[Start of Attachment]

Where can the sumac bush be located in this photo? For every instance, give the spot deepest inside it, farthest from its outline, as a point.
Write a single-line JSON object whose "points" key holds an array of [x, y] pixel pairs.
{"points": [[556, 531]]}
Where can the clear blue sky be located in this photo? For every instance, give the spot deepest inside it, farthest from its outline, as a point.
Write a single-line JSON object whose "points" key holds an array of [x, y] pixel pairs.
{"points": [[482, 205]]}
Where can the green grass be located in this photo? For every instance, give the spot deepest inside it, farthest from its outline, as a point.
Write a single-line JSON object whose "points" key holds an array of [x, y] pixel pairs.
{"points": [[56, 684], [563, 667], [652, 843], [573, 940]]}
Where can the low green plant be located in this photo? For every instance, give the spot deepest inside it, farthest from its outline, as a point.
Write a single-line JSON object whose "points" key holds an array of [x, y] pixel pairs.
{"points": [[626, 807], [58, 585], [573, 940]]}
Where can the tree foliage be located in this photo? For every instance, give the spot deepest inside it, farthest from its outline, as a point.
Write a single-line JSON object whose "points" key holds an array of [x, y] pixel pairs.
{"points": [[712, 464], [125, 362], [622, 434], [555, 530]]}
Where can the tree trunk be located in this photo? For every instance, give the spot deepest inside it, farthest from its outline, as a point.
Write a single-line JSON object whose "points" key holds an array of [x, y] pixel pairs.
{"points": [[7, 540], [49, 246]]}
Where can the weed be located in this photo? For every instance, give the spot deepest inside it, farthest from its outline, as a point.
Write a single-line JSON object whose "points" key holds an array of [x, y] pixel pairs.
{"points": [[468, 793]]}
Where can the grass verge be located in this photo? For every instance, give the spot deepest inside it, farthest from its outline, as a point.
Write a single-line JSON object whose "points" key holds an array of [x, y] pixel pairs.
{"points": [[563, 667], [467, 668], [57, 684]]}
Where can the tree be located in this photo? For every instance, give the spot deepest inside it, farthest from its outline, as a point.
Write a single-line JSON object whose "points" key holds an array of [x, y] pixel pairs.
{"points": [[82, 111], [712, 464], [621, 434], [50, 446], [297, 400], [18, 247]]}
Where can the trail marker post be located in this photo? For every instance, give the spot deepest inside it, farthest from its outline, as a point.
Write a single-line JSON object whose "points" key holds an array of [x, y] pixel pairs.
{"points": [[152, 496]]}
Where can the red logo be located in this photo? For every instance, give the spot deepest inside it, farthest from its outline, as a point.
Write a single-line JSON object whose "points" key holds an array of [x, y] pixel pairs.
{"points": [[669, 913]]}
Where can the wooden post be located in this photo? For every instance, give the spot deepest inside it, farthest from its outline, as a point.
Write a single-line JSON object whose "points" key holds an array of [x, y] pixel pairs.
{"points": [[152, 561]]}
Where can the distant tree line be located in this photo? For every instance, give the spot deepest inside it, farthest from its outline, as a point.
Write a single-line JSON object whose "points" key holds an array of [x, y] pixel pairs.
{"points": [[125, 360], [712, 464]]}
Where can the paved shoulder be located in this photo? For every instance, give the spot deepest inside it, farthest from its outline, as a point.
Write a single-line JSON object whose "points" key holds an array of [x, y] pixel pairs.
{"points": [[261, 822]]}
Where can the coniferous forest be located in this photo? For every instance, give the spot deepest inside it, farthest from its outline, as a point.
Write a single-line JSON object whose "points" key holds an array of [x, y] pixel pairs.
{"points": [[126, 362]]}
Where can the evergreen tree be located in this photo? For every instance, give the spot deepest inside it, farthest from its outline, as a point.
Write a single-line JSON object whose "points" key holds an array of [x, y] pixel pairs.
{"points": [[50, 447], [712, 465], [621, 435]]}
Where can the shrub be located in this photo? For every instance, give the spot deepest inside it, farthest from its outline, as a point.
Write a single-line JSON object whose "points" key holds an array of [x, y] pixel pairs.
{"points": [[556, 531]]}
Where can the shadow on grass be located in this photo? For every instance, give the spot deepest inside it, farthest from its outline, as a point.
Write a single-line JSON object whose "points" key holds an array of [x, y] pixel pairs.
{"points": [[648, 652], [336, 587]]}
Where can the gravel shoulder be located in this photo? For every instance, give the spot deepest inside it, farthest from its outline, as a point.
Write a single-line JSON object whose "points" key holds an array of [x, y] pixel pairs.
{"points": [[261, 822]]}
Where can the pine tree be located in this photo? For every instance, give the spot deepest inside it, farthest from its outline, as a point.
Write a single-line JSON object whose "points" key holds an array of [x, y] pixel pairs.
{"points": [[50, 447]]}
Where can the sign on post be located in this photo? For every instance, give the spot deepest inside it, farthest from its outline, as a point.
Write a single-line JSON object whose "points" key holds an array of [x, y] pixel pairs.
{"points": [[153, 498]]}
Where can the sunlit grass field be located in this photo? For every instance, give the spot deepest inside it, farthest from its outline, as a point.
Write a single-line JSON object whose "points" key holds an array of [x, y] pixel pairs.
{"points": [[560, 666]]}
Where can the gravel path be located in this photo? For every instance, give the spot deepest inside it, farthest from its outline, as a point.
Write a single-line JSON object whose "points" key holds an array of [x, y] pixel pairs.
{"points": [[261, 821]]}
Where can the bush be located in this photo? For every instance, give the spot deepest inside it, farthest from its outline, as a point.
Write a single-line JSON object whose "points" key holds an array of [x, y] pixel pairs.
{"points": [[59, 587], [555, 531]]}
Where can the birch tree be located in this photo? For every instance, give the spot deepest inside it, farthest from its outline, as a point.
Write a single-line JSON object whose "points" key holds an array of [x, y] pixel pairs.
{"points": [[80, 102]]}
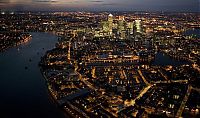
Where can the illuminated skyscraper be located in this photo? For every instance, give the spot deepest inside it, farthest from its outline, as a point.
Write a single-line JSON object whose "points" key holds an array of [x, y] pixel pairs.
{"points": [[110, 23], [121, 27], [138, 26]]}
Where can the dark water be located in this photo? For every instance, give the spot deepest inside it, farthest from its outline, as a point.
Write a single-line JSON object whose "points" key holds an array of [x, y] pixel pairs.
{"points": [[162, 59], [193, 32], [23, 92]]}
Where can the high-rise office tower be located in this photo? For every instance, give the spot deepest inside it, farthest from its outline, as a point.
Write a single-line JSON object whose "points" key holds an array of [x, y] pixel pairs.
{"points": [[110, 23], [121, 27], [138, 26]]}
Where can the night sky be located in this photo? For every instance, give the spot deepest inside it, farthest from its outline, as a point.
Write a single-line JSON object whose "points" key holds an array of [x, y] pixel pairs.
{"points": [[101, 5]]}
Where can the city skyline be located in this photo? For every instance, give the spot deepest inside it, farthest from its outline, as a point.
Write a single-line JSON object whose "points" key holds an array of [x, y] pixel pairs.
{"points": [[100, 5]]}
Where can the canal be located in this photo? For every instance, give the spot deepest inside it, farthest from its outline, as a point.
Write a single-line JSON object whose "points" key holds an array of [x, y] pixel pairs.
{"points": [[23, 90]]}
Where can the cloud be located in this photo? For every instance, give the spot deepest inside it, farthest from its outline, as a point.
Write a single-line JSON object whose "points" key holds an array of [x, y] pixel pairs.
{"points": [[97, 1], [46, 1]]}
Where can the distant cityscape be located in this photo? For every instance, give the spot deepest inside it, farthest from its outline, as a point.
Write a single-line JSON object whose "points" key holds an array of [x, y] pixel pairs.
{"points": [[104, 63]]}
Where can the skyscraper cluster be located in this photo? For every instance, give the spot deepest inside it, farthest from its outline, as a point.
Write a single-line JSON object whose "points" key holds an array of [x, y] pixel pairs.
{"points": [[119, 28]]}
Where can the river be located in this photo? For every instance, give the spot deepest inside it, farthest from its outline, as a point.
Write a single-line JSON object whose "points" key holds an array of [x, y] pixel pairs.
{"points": [[23, 91]]}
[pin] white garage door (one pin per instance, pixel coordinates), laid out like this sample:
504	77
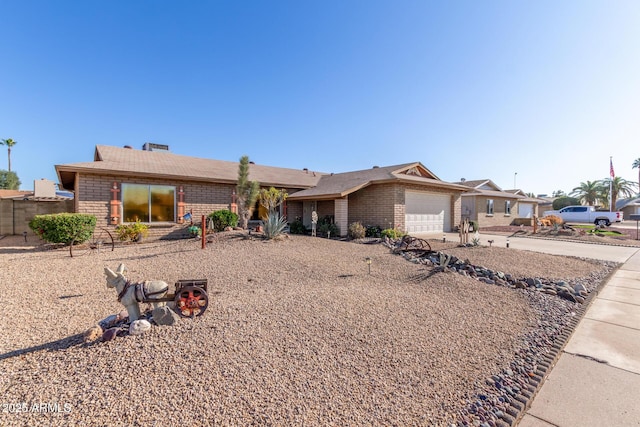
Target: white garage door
525	210
427	212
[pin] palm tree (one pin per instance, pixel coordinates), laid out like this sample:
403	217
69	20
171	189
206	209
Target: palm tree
588	192
619	187
9	143
636	164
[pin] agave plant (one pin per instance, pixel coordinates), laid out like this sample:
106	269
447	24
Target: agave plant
274	225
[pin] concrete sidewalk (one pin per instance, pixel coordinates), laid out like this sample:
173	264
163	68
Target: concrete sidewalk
596	380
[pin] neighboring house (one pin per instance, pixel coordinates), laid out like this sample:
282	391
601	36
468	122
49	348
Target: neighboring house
628	206
159	188
408	197
489	205
527	207
17	208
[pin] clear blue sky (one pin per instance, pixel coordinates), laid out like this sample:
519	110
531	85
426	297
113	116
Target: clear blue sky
476	89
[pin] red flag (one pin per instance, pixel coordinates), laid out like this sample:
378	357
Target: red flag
611	172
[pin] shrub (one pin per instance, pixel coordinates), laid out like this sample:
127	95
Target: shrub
195	231
327	226
64	227
554	219
297	227
132	231
392	233
274	225
373	231
356	230
223	219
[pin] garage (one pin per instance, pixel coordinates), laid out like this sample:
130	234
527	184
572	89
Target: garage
525	210
427	212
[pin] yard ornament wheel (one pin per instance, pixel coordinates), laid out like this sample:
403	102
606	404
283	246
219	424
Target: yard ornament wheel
191	301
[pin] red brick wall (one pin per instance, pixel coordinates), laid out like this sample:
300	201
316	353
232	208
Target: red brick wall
384	205
93	196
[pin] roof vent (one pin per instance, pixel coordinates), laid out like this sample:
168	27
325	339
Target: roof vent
150	146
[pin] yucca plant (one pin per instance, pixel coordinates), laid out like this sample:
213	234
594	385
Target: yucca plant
274	225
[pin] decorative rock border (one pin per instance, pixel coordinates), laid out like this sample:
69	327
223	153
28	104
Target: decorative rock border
504	398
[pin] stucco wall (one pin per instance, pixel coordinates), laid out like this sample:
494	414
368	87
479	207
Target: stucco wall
499	217
16	214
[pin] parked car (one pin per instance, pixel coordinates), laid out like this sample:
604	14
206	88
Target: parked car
586	214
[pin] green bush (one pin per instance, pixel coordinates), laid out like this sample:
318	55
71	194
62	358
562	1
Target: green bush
64	227
223	219
392	233
356	230
373	231
327	227
274	225
297	227
195	231
132	231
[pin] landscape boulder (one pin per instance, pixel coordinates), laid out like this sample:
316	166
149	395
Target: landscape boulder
164	316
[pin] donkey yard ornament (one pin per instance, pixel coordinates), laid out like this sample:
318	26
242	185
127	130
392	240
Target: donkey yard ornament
190	297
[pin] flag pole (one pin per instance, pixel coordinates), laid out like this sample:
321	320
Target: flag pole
611	173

[End of Attachment]

▸ Exercise goal
Your job is to return all lines above that hold the word "distant".

▸ Solution for this task
Where can the distant tree line be located in this photo? For every instance, give the spot deepest inside it, farthest from its outline, as a point.
Where can the distant cityscape be located in this photo? For every instance, give the spot deepest inside it, farthest from its outline, as a point.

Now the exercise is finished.